▸ **Work instructions**
In the onion ring recipe below, how long can the buttermilk caraway dipping sauce be kept in the refrigerator?

▸ **Source passage**
Golden Za’atar Onion Rings
By Nik Sharma
Veg-Table: Recipes, Techniques + Plant Science for Big Flavored, Vegetable-Focused Meals by Nik Sharma. © 2023. Published by Chronicle Books
I love fried food and herby dips, but there’s a more profound message embedded here: The combination of hot and cold temperatures is a joyful experience. The concept of contrasting temperatures works elegantly when hot, crispy onion rings kissed with turmeric and za’atar are dunked into the cold herby buttermilk dipping sauce. This makes a worthy appetizer; these rings are also great stuffed into a bun with the Masala Veggie Burgers (page 330) and the buttermilk caraway sauce. Serve with chilled ginger ale or beer.
MAKES 4 TO 6 SERVINGS
To prepare the onion rings, toss 2 extra-large white or yellow onions, sliced into ½ in [13 mm] thick rings, separated, with 1 tsp fine sea salt in a large mixing bowl. Cover and let sit for 1 hour at room temperature.
Buttermilk Caraway Dipping Sauce
Meanwhile, prepare the buttermilk caraway dipping sauce. In a blender or a food processor, blend 1 cup [240 ml] plain unsweetened buttermilk or kefir; ½ cup [20 g] chopped cilantro; ½ cup [5 g] chopped dill; 2 garlic cloves, roughly chopped; 1 green chilli such as jalapeño, stemmed and roughly chopped; and 1 tsp whole caraway seeds until smooth, 30 seconds to 1 minute. Taste and season with fine sea salt. Transfer to a small serving bowl, cover, and keep chilled until ready to serve. The sauce can be made a day ahead of time and stored in an airtight container in the refrigerator until ready to serve, up to 3 days.
Put the onions into a fine mesh sieve, let the liquid run off, and rinse with cold water. Pat dry with a lint-free kitchen towel or paper towels.

▸ **Record extracts**

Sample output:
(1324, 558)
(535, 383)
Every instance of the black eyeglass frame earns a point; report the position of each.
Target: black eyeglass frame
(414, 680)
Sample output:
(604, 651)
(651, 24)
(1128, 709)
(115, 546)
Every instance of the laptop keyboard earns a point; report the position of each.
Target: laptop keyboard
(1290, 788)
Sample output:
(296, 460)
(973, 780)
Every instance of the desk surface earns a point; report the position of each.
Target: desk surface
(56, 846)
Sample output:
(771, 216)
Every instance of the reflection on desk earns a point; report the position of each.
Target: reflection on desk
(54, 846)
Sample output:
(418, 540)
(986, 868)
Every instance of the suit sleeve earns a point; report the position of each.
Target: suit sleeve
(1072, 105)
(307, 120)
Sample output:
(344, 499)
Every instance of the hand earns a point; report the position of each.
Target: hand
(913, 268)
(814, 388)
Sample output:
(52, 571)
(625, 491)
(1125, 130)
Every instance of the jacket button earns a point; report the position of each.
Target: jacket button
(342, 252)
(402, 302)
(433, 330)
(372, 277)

▸ **Solution to the exercise**
Up to 3 days, stored in an airtight container.